◆ Extrait du texte

= = = = = = =

Cet allégement réglementaire s’est soldé par une ouverture du secteur bancaire aux acteurs nationaux et internationaux. La première section du présent chapitre retrace d’une manière détaillée les conditions que les acteurs bancaires et financiers doivent réunir pour exercer une activité bancaire en Algérie.
La deuxième étape a été caractérisée par les scandales financiers ayant marqué le secteur bancaire algérien. A cet effet, plusieurs banques privées nationales ont été liquidées (El KHALIFA Bank, la BCIA Bank, l’Union Bank et l’AIB Bank). Partant de ce constat, un nouvel ancrage légal relatif à la création de banque ou d’établissement financier a été instauré. Ce nouvel ancrage s’est inspiré de l’ordonnance bancaire du 26 août 2003 relative à la monnaie et au crédit. Dans ce sens, plusieurs mesures ont été adaptées allant de la révision (durcissement ou renforcement) du cadre réglementaire relatif la création du commerce de la banque ou de l’établissement financier, passant par l’augmentation du capital social minimum des banques et des établissements financiers jusqu’à la séparation de l’autorité de la réglementation de l’autorité de la supervision.
Ce renforcement était destiné à donner plus de crédibilité au secteur bancaire en protégeant à la fois les épargnants et les investisseurs contre toute défaillance ou faillite bancaire.
La troisième étape est essentiellement marquée par la généralisation de la règle 51-49 % dans le secteur bancaire ainsi que l’application du droit de préemption sur les cessions d’actifs financiers en Algérie.
Cette nouvelle doctrine a été appliquée suite à la multiplication des plaintes enregistrées par les inspecteurs de la DGIG de la BA contre les groupes étrangers qui n’ont pas respecté les conditions nécessaires régissant la réglementation de change (changes et mouvements de capitaux).
En effet, selon l’ancien Ministre des Finances en l’occurrence HARCHAOUI Abdelkrim affirmant que la DGIG de la BA avait déposait plainte contre treize (13) banques pour avoir mal rempli leurs dossiers d’opérations de change et de mouvements de capitaux. De ce fait, plusieurs amendes sévères ont été dressées à l’encontre de ces banques dont 100 millions d’euros pour la Société Générale Algérie et 50 millions d’euros pour la BNP-Paribas El Djazair.
De plus, une autre raison est à l’origine de la mise en application de cette mesure qui a conduit les pouvoirs publics algériens à la fois à durcir les conditions liées aux investissements étrangers (installation, cession d’actifs, transferts, rapatriements,…) et à leur généralisation au secteur bancaire. En effet, au-delà du secteur bancaire à proprement parler, l’application de cette mesure est la conséquence d’un bras de fer entre le gouvernement algérien et le groupe de téléphonie mobile égyptien Orascom qui a été accusé d’avoir transféré des centaines de millions de dollars de dividendes réalisés par sa filiale algérienne Djezzy à sa maison-mère, tout en réduisant significativement ses investissements dans le pays.

= = = = = = =

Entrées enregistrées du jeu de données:

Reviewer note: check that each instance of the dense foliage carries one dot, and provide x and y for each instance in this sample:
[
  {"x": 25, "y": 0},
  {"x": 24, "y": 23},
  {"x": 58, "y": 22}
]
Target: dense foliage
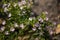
[{"x": 18, "y": 20}]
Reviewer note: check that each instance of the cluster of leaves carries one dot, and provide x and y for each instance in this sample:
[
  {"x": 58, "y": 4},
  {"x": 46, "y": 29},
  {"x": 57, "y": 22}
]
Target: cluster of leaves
[{"x": 19, "y": 20}]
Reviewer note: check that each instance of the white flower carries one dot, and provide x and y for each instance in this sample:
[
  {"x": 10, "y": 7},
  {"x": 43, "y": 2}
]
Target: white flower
[
  {"x": 22, "y": 26},
  {"x": 9, "y": 15},
  {"x": 15, "y": 24},
  {"x": 6, "y": 33},
  {"x": 12, "y": 29},
  {"x": 21, "y": 7},
  {"x": 5, "y": 9},
  {"x": 34, "y": 29},
  {"x": 41, "y": 20},
  {"x": 2, "y": 28},
  {"x": 30, "y": 19},
  {"x": 4, "y": 22}
]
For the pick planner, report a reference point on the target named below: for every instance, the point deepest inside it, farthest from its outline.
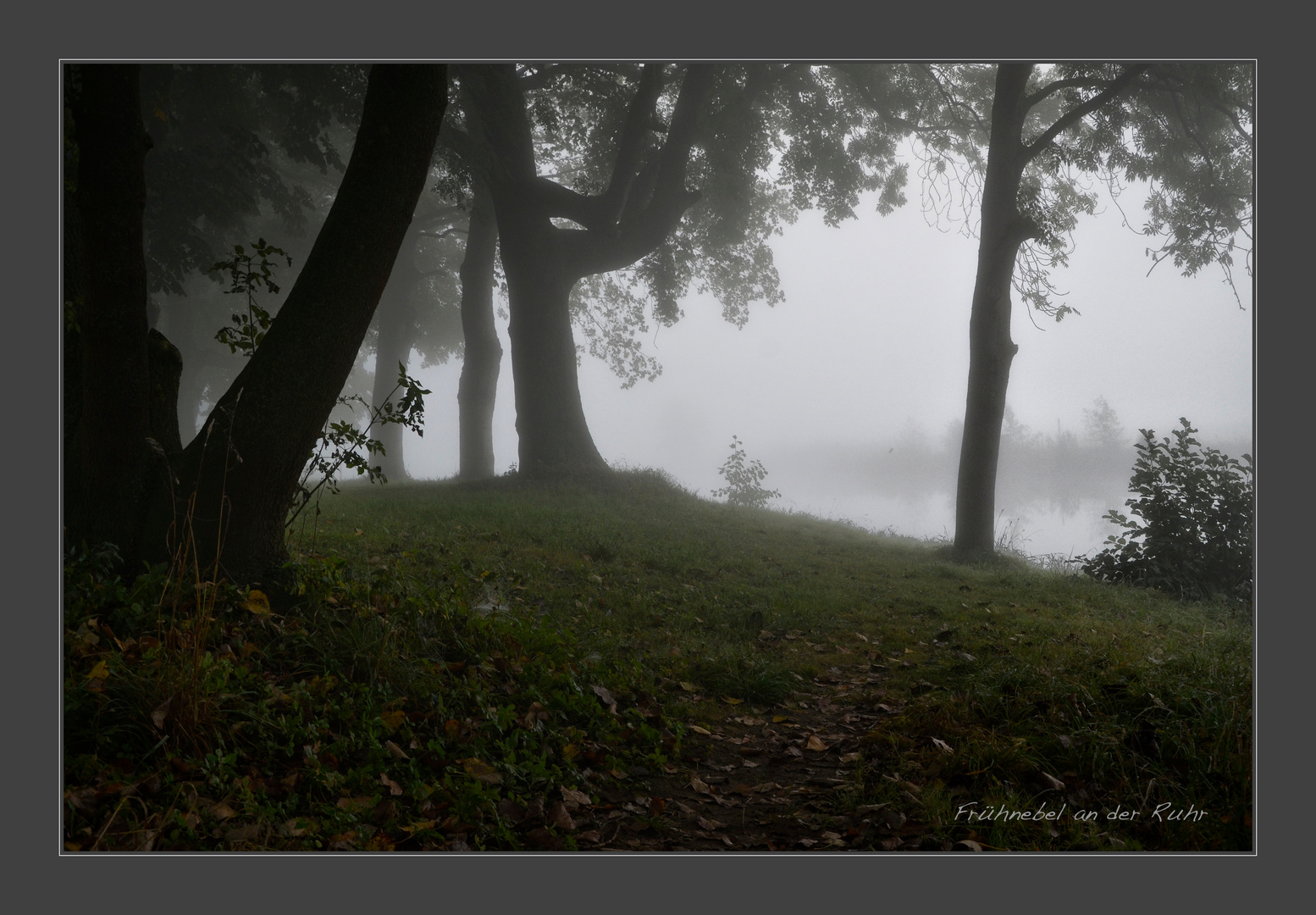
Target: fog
(869, 357)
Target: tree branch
(1082, 111)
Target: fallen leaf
(161, 713)
(605, 696)
(572, 796)
(558, 817)
(221, 812)
(257, 602)
(482, 770)
(242, 834)
(1053, 782)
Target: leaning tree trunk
(484, 353)
(108, 458)
(396, 337)
(246, 463)
(990, 347)
(543, 261)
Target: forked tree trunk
(543, 261)
(245, 465)
(108, 458)
(990, 347)
(484, 353)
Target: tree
(227, 496)
(631, 144)
(1016, 138)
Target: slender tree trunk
(484, 353)
(246, 463)
(108, 458)
(396, 337)
(990, 347)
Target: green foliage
(744, 480)
(344, 446)
(1195, 535)
(246, 277)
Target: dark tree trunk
(543, 263)
(484, 353)
(990, 347)
(246, 463)
(108, 458)
(550, 425)
(396, 337)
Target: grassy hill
(619, 663)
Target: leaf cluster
(1192, 527)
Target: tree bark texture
(484, 353)
(990, 347)
(396, 337)
(543, 263)
(246, 463)
(108, 458)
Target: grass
(440, 618)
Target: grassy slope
(1131, 698)
(430, 684)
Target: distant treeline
(1057, 470)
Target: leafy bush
(744, 480)
(1195, 535)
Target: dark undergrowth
(517, 665)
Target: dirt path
(755, 779)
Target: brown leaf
(605, 696)
(574, 796)
(161, 713)
(560, 817)
(480, 770)
(242, 834)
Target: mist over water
(852, 391)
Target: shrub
(1192, 534)
(744, 480)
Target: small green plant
(744, 480)
(344, 446)
(246, 277)
(1192, 534)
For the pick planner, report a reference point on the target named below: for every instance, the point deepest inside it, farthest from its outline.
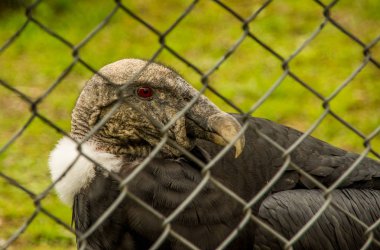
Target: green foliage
(35, 60)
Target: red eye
(144, 92)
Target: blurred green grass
(35, 60)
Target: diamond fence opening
(312, 65)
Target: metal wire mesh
(247, 34)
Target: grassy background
(35, 60)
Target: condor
(151, 96)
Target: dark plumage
(128, 137)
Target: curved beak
(227, 127)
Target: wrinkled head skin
(128, 131)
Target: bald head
(148, 91)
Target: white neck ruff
(82, 171)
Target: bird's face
(150, 99)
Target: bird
(119, 118)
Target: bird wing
(288, 211)
(261, 160)
(163, 184)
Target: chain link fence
(247, 24)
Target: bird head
(148, 92)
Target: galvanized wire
(207, 178)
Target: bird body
(128, 137)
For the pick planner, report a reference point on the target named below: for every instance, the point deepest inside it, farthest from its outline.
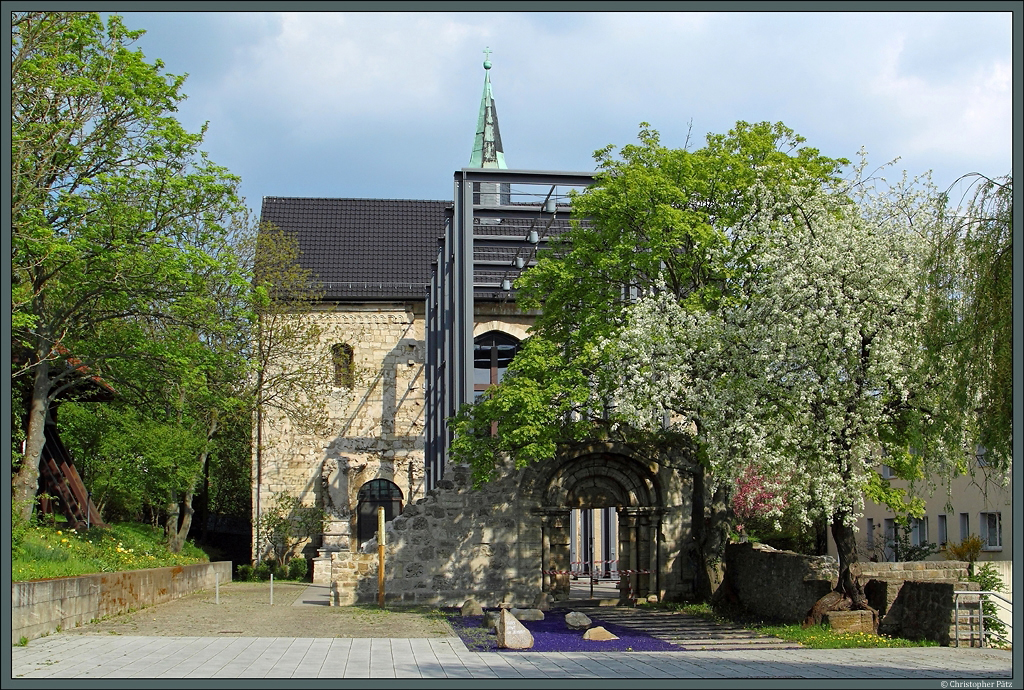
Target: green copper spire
(487, 145)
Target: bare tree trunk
(27, 480)
(847, 547)
(848, 593)
(176, 534)
(710, 529)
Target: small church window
(342, 356)
(492, 353)
(372, 494)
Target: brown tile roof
(377, 249)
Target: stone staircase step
(688, 632)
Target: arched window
(492, 353)
(342, 356)
(372, 494)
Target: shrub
(989, 580)
(297, 568)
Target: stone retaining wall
(492, 543)
(883, 581)
(43, 606)
(913, 570)
(924, 610)
(455, 544)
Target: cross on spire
(487, 151)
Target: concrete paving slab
(70, 656)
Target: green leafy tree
(970, 331)
(292, 365)
(684, 218)
(118, 219)
(287, 522)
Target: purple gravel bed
(551, 635)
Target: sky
(385, 105)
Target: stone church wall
(376, 428)
(454, 544)
(492, 544)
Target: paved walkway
(121, 656)
(66, 656)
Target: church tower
(487, 151)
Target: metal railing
(1000, 600)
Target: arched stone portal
(602, 476)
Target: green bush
(989, 580)
(297, 568)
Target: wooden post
(380, 556)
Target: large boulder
(512, 634)
(578, 620)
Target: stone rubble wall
(883, 581)
(925, 610)
(40, 607)
(453, 545)
(376, 428)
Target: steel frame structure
(469, 260)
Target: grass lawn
(815, 637)
(54, 551)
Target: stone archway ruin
(502, 542)
(598, 477)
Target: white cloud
(967, 115)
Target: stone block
(578, 620)
(527, 613)
(471, 607)
(512, 634)
(599, 633)
(849, 621)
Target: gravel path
(245, 610)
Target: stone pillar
(644, 553)
(628, 550)
(555, 549)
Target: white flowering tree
(687, 216)
(815, 372)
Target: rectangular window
(919, 531)
(991, 530)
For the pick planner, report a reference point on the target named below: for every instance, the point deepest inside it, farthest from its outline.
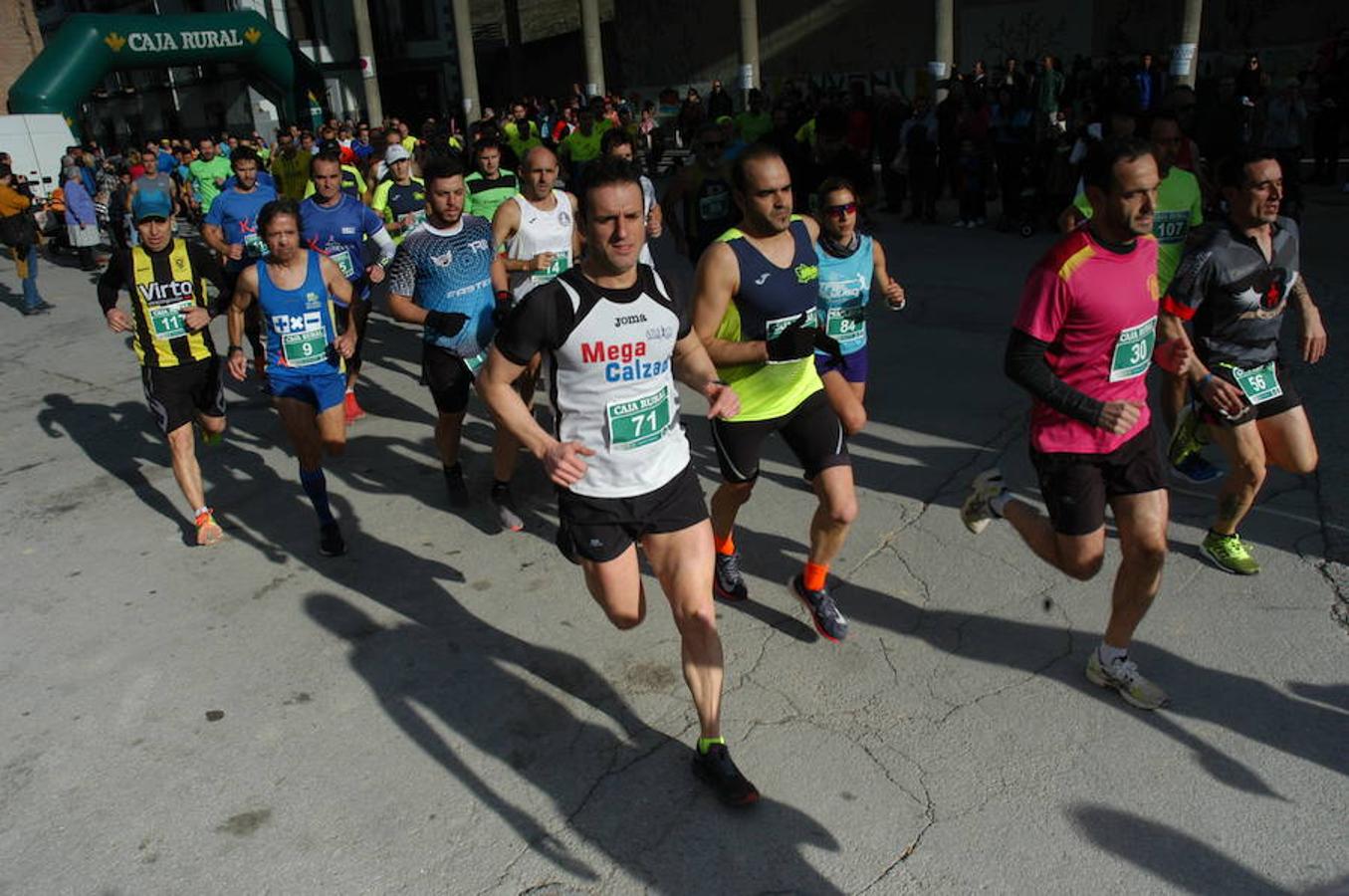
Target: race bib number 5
(641, 421)
(1133, 351)
(166, 320)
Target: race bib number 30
(642, 421)
(1258, 383)
(166, 322)
(1133, 351)
(304, 348)
(562, 261)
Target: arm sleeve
(111, 282)
(216, 216)
(208, 266)
(542, 320)
(383, 240)
(1192, 280)
(1025, 365)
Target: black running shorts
(599, 530)
(1076, 487)
(811, 429)
(448, 378)
(177, 394)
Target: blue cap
(150, 204)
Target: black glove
(793, 342)
(828, 344)
(501, 310)
(447, 323)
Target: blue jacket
(79, 205)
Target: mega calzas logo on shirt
(623, 361)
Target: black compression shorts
(599, 530)
(811, 429)
(1076, 487)
(177, 394)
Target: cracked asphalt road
(445, 711)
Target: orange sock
(815, 575)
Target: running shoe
(1230, 554)
(728, 583)
(506, 513)
(1123, 675)
(208, 531)
(976, 512)
(824, 613)
(455, 486)
(330, 540)
(1185, 437)
(1197, 470)
(352, 409)
(719, 772)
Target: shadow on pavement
(1238, 703)
(1167, 853)
(118, 439)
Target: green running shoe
(1230, 554)
(1123, 675)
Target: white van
(37, 143)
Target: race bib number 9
(344, 263)
(562, 261)
(1258, 383)
(254, 247)
(642, 421)
(166, 320)
(1133, 351)
(304, 348)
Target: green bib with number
(1258, 383)
(476, 361)
(715, 207)
(254, 247)
(641, 421)
(304, 348)
(562, 261)
(846, 324)
(342, 259)
(1133, 351)
(166, 320)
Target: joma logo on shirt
(159, 293)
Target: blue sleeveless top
(770, 300)
(844, 289)
(299, 323)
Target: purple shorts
(854, 365)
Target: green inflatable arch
(88, 46)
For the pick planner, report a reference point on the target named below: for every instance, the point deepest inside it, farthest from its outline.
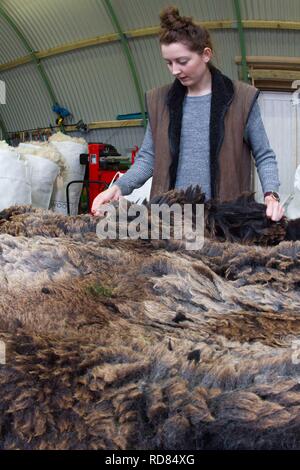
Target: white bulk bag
(70, 148)
(293, 209)
(43, 175)
(15, 185)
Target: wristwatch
(273, 195)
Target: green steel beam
(238, 15)
(31, 52)
(130, 59)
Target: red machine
(103, 162)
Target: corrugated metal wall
(95, 83)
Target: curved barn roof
(71, 52)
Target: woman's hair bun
(170, 19)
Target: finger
(277, 213)
(270, 208)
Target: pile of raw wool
(145, 345)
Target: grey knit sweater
(193, 166)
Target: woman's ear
(207, 54)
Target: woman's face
(186, 65)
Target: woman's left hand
(274, 210)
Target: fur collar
(222, 96)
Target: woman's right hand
(110, 194)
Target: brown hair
(176, 28)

= = = = = = =

◆ Consignes
A. Les affirmations suivantes concordent-elles avec l'extrait sur le secteur bancaire algérien ? Répondez par oui ou par non à chacune, en citant tels quels les mots de l'extrait qui permettent de trancher.
(i) L'Union Bank figure parmi les banques privées nationales qui ont été liquidées.
(ii) La Société Générale Algérie a écopé d'une amende de 50 millions d'euros.
(iii) Le groupe Orascom est un groupe égyptien.
B. Recopiez à l'identique les enregistrements, depuis la ligne qui contient « Target: pile of raw wool » jusqu'à la fin des enregistrements, cette première ligne comprise.
Le texte et les enregistrements n'ont aucun lien entre eux.

◆ Corrigé de l'exercice
A.
(i) Oui : « plusieurs banques privées nationales ont été liquidées (El KHALIFA Bank, la BCIA Bank, l’Union Bank et l’AIB Bank) ».
(ii) Non : « 100 millions d’euros pour la Société Générale Algérie ».
(iii) Oui : « le groupe de téléphonie mobile égyptien Orascom ».

B.
Target: pile of raw wool
(145, 345)
Target: grey knit sweater
(193, 166)
Target: woman's ear
(207, 54)
Target: woman's face
(186, 65)
Target: woman's left hand
(274, 210)
Target: fur collar
(222, 96)
Target: woman's right hand
(110, 194)
Target: brown hair
(176, 28)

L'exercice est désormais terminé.